● Aufgabenstellung
Beantworten Sie anhand des Textauszugs über die Podiumsdiskussion zur Verkehrswende im Kreis Pinneberg:
(a) An welchem Institut ist Prof. Dr. Jürgen Oßenbrügge tätig?
(b) Wer hat die Veranstaltung initiiert?
(c) Gegen welche geplante Baumaßnahme richtet sich die Bürgerinitiative, die diese Person gegründet hat?

● Textauszug
^^^^^^^^
Kreis Pinneberg. Diskussionsrunde zeigt Probleme der Verkehrswende im „Speckgürtel“. Was die Experten zum 9-Euro-Ticket sagen.

Bei einer Podiumsdiskussion ging es um die ganz großen Fragen in puncto Verkehr. Warum es die Menschen in Zukunft wieder aufs Land ziehen könnte und was das für die Öffis bedeutet.

Kreis Pinneberg: Was fehlt zur Verkehrswende im „Speckgürtel“?

Nicht nur Homo Sapiens seien wir, sondern auch „Homo Mobilis“ – mobile Menschen, angewiesen auf den Verkehr. Das ließ der Hannoveraner Verkehrsexperte Holger Busche kürzlich im Saal des Gemeindehauses der Pinneberger Christuskirche verlauten. Der Anlass: eine Podiumsdiskussion zwischen ihm, Prof. Dr. Jürgen Oßenbrügge vom Institut für Geographie der Universität Hamburg und Regionalplaner Guido Sempell.

Die Veranstaltung vor einer eingeschworenen, gut informierten und kritischen Gemeinde von Bürgerinnen und Bürgern hatte Jochen Hilbert initiiert. Er ist Mitglied des Verkehrsclubs Deutschland und Gründer einer Bürgerinitiative gegen die geplante Erweiterung der Autobahn 23. Seine neuerlich veranstaltete Podiumsdiskussion legte den Schwerpunkt auf die Raumplanung in der Metropolregion Hamburg sowie die Zukunftsfähigkeit des Verflechtungsraums.
^^^^^^^^
● Bereitgestellte Daten
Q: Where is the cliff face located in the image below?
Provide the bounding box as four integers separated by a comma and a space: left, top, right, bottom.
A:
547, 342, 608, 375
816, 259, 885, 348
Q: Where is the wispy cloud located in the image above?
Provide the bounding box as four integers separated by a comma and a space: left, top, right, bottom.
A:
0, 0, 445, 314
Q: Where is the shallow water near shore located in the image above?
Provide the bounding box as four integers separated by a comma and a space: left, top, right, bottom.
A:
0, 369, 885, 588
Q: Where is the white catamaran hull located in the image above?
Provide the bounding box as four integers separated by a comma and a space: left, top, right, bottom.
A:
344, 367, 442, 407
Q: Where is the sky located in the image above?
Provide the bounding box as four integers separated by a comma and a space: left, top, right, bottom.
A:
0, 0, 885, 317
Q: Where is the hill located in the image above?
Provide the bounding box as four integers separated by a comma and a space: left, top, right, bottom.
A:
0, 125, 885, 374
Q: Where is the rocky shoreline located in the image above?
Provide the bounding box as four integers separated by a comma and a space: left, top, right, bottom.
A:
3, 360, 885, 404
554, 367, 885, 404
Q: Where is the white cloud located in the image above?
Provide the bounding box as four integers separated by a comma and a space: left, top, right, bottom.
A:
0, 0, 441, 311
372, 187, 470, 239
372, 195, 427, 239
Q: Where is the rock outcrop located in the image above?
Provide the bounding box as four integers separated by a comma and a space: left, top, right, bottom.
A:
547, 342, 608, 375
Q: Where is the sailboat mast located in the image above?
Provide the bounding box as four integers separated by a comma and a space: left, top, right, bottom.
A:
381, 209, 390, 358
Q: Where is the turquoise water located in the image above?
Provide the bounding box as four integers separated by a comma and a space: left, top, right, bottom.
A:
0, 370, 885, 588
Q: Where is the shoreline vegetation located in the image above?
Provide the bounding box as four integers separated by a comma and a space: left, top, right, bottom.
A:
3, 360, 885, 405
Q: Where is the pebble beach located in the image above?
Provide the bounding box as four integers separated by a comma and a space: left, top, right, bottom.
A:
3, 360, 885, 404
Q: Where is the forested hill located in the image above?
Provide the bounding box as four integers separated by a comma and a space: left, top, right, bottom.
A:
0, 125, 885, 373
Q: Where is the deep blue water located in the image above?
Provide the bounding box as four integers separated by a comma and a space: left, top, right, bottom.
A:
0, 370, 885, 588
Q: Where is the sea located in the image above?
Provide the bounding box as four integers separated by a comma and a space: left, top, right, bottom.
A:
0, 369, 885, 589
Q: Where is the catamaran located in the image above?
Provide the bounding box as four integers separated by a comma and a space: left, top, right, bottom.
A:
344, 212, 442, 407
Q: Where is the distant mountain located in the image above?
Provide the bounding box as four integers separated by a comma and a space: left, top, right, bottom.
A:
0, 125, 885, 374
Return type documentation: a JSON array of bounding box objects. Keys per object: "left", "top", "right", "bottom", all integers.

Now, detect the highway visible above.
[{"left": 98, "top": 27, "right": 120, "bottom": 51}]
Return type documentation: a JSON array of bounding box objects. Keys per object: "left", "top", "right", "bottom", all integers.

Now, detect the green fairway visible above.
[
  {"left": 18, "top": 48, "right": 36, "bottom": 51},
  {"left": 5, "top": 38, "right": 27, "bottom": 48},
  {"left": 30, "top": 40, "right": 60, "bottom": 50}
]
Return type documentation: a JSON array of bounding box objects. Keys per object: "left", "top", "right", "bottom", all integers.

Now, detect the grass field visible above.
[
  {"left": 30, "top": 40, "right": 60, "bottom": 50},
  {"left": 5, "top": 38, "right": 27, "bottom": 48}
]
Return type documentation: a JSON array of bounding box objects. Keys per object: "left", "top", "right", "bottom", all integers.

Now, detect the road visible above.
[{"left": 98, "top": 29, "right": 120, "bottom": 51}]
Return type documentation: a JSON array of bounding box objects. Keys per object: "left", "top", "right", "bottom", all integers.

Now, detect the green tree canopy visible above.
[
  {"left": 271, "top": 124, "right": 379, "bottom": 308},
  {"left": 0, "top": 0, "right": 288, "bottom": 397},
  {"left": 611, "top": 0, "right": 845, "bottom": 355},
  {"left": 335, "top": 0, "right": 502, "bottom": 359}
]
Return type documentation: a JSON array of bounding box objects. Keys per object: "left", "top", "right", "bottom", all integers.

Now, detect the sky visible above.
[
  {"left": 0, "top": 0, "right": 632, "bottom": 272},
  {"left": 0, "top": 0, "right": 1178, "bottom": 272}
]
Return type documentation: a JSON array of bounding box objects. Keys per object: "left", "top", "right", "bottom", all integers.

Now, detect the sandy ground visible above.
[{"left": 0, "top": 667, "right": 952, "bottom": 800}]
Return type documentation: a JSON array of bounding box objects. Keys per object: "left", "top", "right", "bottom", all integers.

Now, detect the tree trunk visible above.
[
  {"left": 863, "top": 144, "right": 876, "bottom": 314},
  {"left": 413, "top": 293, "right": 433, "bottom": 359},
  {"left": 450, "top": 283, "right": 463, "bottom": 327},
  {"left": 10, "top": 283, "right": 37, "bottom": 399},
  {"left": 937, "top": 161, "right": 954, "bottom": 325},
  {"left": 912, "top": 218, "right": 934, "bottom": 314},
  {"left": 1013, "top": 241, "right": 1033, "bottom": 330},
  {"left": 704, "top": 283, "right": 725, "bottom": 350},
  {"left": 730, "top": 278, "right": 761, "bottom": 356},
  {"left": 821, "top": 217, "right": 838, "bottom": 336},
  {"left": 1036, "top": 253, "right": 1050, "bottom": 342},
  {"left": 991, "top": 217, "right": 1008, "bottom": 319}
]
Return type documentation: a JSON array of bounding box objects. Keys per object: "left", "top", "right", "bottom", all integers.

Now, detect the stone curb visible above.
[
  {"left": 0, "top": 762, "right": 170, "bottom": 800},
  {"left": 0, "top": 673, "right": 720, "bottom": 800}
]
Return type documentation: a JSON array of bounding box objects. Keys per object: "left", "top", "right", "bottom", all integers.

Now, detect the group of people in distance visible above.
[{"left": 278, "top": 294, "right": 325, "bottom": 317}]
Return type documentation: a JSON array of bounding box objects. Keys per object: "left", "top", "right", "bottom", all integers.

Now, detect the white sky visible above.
^^^^^^^^
● Bearbeitete Aufgabe
(a) Am Institut für Geographie der Universität Hamburg.
(b) Jochen Hilbert.
(c) Gegen die geplante Erweiterung der Autobahn 23.